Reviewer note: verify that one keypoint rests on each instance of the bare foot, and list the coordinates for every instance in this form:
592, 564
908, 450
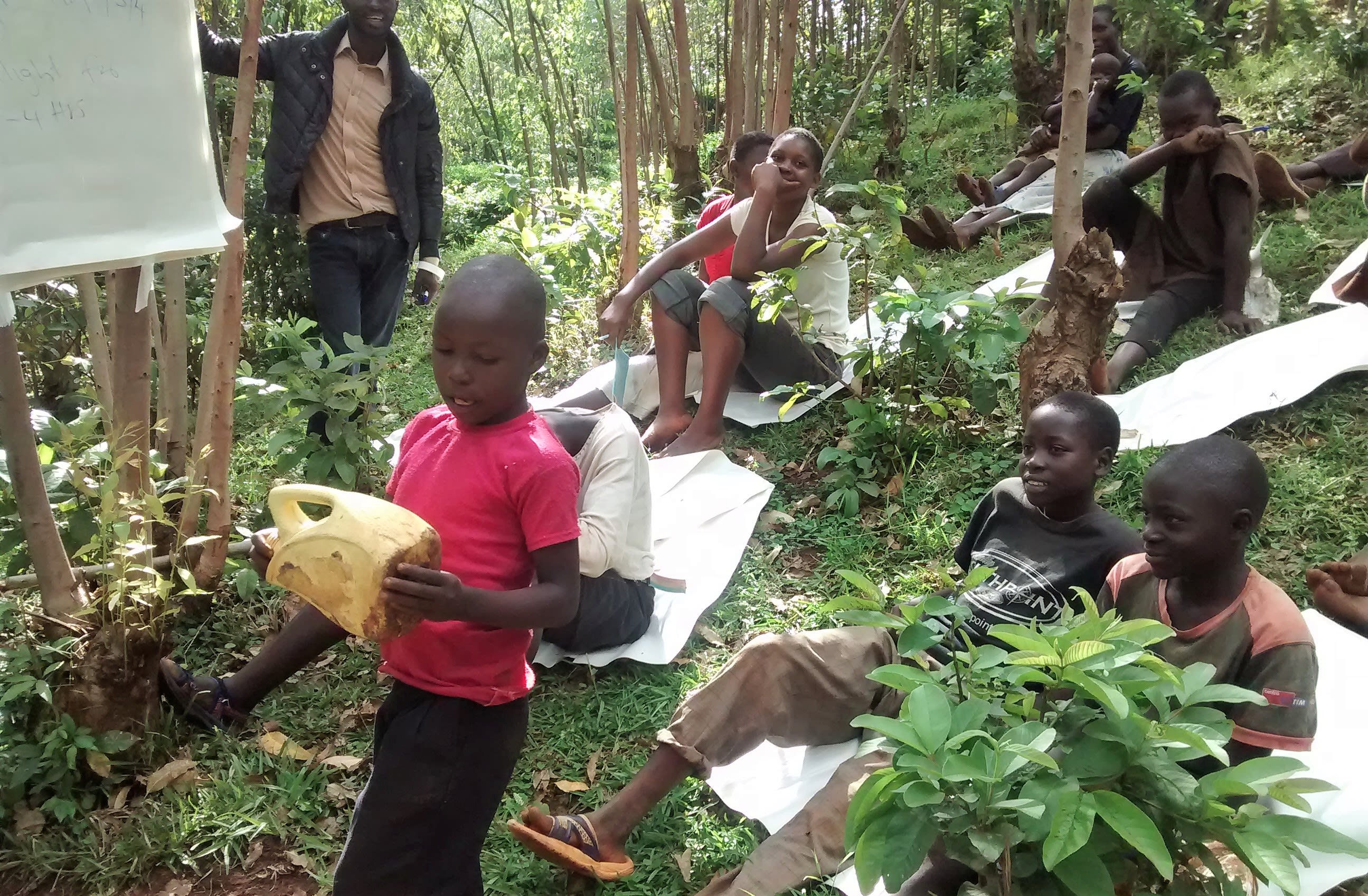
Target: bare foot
969, 186
612, 847
943, 229
989, 192
1341, 593
695, 439
665, 430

━━━━━━━━━━━━━━━━━━━━━━━━━━━━━━

What the task asks
Reproduce the rows above character for character, leaving out the pictures.

Answer
Reviewer note: verify that one keypoint rests on each instance of the bare foot, and list the coordinates for every instance in this form:
592, 564
908, 450
Target: bare foot
969, 186
612, 847
943, 229
989, 192
1341, 593
695, 439
665, 430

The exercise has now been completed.